- Point localization data -
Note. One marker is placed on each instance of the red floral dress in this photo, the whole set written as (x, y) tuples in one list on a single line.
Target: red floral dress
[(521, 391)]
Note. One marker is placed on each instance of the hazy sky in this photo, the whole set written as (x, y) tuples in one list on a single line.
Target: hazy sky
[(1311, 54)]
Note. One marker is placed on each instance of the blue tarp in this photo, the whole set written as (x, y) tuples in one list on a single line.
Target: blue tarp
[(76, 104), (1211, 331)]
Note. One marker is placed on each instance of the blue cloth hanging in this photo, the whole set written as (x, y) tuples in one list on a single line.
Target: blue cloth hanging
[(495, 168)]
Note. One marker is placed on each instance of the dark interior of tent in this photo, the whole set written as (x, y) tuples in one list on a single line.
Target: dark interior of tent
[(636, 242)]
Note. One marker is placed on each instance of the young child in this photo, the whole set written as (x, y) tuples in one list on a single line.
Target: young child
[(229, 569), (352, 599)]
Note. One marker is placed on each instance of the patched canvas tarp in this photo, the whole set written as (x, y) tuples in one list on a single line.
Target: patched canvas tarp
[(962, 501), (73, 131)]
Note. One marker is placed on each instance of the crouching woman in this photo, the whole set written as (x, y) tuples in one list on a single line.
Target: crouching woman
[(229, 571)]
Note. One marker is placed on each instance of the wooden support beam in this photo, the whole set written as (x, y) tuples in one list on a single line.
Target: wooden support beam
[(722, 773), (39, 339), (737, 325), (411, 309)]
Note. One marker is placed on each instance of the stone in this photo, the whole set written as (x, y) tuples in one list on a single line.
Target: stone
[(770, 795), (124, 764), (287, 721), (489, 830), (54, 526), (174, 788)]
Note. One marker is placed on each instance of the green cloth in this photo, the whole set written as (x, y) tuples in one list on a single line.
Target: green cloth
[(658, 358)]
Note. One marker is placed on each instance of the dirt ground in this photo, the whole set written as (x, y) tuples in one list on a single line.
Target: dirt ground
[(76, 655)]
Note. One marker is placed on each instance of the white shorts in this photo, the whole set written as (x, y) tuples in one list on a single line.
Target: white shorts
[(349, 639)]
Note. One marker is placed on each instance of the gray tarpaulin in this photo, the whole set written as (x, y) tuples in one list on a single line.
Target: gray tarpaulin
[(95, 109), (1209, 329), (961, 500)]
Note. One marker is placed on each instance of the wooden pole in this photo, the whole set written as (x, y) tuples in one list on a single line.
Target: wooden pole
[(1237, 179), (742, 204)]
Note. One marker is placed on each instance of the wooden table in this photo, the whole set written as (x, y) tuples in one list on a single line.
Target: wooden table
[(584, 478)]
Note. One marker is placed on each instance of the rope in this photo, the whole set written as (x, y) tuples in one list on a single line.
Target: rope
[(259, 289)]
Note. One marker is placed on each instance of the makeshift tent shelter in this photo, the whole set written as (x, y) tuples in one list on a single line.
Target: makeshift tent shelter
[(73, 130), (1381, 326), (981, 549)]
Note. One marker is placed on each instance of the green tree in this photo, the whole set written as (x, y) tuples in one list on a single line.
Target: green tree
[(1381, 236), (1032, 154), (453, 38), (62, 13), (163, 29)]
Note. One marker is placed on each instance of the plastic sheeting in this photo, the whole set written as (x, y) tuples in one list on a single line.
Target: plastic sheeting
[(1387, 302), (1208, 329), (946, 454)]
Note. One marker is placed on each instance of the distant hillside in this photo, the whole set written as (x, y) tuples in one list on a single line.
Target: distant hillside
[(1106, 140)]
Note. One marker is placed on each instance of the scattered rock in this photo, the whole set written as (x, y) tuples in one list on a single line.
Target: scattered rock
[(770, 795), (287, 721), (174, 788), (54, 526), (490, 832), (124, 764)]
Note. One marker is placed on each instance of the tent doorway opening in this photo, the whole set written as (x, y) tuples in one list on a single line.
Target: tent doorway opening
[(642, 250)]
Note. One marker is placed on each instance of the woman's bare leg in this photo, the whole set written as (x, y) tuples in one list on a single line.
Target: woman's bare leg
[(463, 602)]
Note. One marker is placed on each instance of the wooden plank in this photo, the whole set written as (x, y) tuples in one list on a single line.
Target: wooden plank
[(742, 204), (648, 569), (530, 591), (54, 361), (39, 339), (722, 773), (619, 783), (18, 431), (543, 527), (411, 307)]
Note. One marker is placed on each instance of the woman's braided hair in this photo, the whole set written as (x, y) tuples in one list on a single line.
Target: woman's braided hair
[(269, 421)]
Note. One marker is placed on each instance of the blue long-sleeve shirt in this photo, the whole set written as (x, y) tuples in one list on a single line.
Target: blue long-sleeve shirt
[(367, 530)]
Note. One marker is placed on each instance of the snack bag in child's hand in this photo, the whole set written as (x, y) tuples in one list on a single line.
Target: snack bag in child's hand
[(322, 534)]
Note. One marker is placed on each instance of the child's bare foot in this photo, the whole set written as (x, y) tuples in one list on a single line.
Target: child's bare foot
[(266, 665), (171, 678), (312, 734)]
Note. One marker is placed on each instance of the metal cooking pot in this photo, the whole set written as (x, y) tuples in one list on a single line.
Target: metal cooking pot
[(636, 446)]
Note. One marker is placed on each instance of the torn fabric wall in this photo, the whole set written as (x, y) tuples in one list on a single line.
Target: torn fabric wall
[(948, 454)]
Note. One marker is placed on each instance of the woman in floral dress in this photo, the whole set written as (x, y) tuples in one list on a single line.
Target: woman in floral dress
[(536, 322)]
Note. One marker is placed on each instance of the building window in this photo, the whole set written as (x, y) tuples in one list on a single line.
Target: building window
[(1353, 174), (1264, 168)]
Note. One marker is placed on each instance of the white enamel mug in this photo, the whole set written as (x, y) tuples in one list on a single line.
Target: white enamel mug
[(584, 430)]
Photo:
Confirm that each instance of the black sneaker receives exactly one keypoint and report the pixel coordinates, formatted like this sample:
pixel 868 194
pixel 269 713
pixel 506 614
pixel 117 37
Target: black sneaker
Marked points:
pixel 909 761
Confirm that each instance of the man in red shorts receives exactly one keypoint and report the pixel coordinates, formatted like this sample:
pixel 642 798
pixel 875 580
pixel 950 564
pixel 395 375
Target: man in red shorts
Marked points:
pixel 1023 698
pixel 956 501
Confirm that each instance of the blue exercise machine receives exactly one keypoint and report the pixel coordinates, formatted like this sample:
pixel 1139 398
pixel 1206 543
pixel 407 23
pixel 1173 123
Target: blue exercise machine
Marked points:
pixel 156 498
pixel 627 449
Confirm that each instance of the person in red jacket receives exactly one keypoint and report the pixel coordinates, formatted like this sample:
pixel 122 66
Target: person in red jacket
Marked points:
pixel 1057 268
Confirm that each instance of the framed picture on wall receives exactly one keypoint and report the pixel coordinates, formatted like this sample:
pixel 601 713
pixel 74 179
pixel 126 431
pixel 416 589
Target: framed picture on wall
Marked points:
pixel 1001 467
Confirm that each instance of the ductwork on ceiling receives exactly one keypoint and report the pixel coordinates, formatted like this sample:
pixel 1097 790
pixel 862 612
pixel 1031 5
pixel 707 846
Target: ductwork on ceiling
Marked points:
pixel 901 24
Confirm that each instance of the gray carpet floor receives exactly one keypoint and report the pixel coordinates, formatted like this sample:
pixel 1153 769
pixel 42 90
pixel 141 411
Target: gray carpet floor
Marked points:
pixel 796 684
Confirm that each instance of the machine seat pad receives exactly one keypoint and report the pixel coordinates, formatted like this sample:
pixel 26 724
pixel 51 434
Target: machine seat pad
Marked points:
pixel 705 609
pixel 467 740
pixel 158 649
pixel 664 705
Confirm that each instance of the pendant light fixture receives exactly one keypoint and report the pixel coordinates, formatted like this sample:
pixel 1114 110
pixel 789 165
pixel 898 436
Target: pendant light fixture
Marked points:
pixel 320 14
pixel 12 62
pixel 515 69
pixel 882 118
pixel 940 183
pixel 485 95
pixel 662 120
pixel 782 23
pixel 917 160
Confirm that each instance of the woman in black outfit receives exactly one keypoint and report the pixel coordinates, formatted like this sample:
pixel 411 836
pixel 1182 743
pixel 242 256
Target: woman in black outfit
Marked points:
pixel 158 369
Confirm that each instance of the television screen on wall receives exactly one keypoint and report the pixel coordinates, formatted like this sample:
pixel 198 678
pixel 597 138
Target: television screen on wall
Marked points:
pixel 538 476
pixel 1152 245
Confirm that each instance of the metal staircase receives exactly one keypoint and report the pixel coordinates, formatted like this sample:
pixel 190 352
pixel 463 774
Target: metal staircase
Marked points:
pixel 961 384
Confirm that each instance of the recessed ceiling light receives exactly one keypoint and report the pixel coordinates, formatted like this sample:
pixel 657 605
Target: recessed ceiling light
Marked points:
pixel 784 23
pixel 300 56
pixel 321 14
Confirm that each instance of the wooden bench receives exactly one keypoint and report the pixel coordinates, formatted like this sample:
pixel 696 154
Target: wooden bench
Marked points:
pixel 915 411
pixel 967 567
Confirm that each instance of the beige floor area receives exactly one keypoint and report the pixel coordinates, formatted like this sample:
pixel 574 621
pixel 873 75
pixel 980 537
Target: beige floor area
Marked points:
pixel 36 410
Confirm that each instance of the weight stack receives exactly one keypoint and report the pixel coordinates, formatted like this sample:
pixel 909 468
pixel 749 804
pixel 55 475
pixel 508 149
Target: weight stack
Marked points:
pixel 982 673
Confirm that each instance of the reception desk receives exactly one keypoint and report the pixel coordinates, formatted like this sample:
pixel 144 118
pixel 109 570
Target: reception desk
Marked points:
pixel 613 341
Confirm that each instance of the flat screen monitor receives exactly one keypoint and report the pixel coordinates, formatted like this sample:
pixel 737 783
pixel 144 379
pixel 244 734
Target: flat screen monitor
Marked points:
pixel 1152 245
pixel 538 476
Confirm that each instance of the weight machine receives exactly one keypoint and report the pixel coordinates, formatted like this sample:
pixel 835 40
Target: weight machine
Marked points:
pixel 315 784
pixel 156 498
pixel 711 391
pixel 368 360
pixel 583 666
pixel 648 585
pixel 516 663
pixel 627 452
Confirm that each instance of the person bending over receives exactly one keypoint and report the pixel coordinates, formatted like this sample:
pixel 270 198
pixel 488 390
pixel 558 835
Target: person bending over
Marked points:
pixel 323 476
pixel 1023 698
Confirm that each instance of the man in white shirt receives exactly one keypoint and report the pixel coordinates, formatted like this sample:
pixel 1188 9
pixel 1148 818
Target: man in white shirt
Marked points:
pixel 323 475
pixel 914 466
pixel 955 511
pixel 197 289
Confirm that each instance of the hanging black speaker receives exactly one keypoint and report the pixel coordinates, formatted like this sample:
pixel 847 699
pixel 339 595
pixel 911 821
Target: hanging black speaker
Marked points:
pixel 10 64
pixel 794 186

- How to complete this task -
Your output should consist only of the lines from the one containing "pixel 270 198" to the end of the records above, each retyped exactly.

- Written reply -
pixel 270 198
pixel 488 390
pixel 558 835
Target: person bending over
Marked points:
pixel 323 476
pixel 1023 698
Confirm that each instance of the man in white shirt receives exactly one keypoint and report the pixel coordinates, formatted like this sample:
pixel 1188 9
pixel 1148 818
Target: man in white shirt
Marked points:
pixel 323 475
pixel 914 466
pixel 955 511
pixel 197 289
Confirm that each instance of the hanging black speaker receives exactly one keypoint and report the pixel coordinates, formatted like this sample:
pixel 847 699
pixel 339 595
pixel 911 821
Target: hanging black speaker
Marked points:
pixel 10 64
pixel 794 186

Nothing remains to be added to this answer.